■ Goal of the exercise: Take the data below and filter it for lines containing the word "place"; show each line found.

■ Material provided:
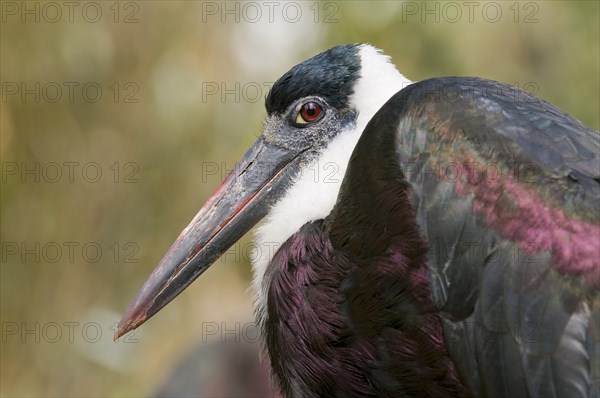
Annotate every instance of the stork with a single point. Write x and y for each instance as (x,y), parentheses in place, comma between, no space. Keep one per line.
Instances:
(458,256)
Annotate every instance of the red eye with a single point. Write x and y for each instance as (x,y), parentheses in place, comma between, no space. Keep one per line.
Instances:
(309,113)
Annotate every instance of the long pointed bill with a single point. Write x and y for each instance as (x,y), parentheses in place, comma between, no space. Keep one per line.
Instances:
(242,200)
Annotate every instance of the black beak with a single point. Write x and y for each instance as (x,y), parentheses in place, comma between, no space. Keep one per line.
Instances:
(240,202)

■ Response to this exercise:
Annotate every instance of the stork with a single point. Write x and y for each instance as (x,y), parentheses in place, comma between, no space. Keep one per line.
Annotate every instance of the red eye with a single point. Write x and y for each instance as (x,y), parentheses in place, comma between, no space. Keep one per line.
Annotate every instance of the long pointed bill with a single point. Write x and y for each instance as (x,y), parentheses in place, comma between, no space. Keep one per line.
Annotate every instance of the black beak with a single point. Write x and y for each instance as (x,y), parentheses in place, comma between, no space. Keep one per line.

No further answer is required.